## Text shown
When I ask if he would characterise himself as Thatcherite, he does not demur, saying: ‘It’s about rolling your sleeves up and getting stuck in. Hard work. Incentivising and promoting the workers and the strivers and not, bluntly, the shirkers and the skivers.’
I tell him: ‘Nobody says that anymore.’ He shoots back: ‘Well, you heard it from me. I mean helping the self-employed, the small businesspeople who take huge risks. These are the folks who’ve been most shafted in this crisis.’
On Covid, he praises the Government for having ‘taken a punt’ on purchasing large quantities of vaccines before they came to fruition and for the Nightingale Hospitals project, which he said benefited from the Army and private sector project managers who had been resisted by senior managers in the NHS.
But he is ultra-scornful of the handling of the test and trace system, branding it ‘a catastrophically, monstrously wasteful scandal’ and mocks the ‘massive contract’ given to Serco that he says contained almost no performance metrics or penalty clauses. ‘Look at the trading update statements from them – they are making money hand over fist,’ he adds.
I ask him how Nigel is. He says ‘great’ and lists the successes of his leader throughout 2020, chiefly over highlighting the illegal Channel crossings.
This leads him to declare: ‘You know, earlier in the year it was far from clear that there was a gap. But the Conservative party has moved to a different place. I now describe them as Con-socialists… They’ve done the classic Tory thing which is to talk a good game. Points-based immigration system, for example – it all sounds good till you look at the detail.’
‘The salary floor they are talking about seems to be slipping lower and lower. The threshold needs to be a lot higher so you get better wage growth. People talk about inflation, but you know inflation for three or four years of 3 or 4 per cent would be incredibly powerful for this economy.’
On Brexit his analysis has much in common with that of the Tory ERG: it’s been right to try for a deal, and so far Boris seems to have held the line on core principles. But if there is weakening on fishing, the level playing field, state aid or the governance of any agreement it will be disastrous: ‘You can’t become a low tax, high growth economy if you stay handcuffed to EU laws. It’s a bit like being in a brand-new speed boat but you’re still attached to the lumbering container ship. You’ve got to cut the anchor and you can accelerate away.’
It is easy to see Tice doing rather well in London next year, especially with business-minded people. I wonder, I say, how he would reply to an old Tory chum who rang up and told him: ‘Well done on the Brexit party, but you’ve had your fun. All the things you stand for can be fought for inside the Conservatives. If you carry on outside you risk taking a quarter of our vote and putting Keir Starmer into Downing Street.’
‘Very simple,’ he declares. ‘I believe in choice and the choice put before the electorate should be put there by people who would actually deliver. I don’t believe there is the body of people who think as I do within the Conservatives. Any who do don’t seem to get near the levers of power or if they do they become part of a nannying, centrist blob. I’m not for being bought off.’
Where does he see Reform UK five years from now – could it really have scores of MPs? ‘There’s one sure thing,’ he tells me, ‘if you don’t try then you’ve got no chance.’

## Material provided
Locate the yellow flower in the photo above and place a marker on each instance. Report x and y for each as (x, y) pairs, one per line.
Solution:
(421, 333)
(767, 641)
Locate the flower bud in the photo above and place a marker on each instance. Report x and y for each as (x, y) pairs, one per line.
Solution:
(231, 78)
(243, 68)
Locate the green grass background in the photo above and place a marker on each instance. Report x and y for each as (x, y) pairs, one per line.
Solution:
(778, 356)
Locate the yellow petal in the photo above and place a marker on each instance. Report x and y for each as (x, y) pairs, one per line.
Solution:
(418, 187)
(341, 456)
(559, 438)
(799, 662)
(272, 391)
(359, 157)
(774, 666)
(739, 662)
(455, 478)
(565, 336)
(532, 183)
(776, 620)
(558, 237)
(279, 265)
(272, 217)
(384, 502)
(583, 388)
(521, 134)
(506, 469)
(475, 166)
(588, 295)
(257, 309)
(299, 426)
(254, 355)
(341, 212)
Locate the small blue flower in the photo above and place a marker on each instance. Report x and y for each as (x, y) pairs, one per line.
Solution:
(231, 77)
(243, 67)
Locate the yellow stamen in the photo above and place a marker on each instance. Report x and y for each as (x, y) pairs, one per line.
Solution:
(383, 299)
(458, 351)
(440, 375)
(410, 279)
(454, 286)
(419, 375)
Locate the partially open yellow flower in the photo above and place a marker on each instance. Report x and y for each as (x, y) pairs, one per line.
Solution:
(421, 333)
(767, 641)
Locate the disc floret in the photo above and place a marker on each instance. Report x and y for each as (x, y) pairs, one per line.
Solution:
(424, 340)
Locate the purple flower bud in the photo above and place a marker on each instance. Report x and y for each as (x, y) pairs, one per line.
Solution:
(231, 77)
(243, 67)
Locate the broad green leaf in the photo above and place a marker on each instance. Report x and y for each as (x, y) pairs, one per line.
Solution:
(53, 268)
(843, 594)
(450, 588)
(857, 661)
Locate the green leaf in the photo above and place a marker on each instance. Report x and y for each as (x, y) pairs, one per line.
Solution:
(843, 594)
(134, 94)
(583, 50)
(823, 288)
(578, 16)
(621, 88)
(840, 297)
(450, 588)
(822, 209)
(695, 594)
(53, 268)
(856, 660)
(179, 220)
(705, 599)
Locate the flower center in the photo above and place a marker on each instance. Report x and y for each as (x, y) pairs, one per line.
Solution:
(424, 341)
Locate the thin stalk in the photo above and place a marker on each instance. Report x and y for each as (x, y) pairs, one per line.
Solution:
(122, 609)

## About this task
Copy the interview passage from "When I ask if" up to and including "in the NHS.", swapping "strivers" for "achievers".

## Task solution
When I ask if he would characterise himself as Thatcherite, he does not demur, saying: ‘It’s about rolling your sleeves up and getting stuck in. Hard work. Incentivising and promoting the workers and the achievers and not, bluntly, the shirkers and the skivers.’
I tell him: ‘Nobody says that anymore.’ He shoots back: ‘Well, you heard it from me. I mean helping the self-employed, the small businesspeople who take huge risks. These are the folks who’ve been most shafted in this crisis.’
On Covid, he praises the Government for having ‘taken a punt’ on purchasing large quantities of vaccines before they came to fruition and for the Nightingale Hospitals project, which he said benefited from the Army and private sector project managers who had been resisted by senior managers in the NHS.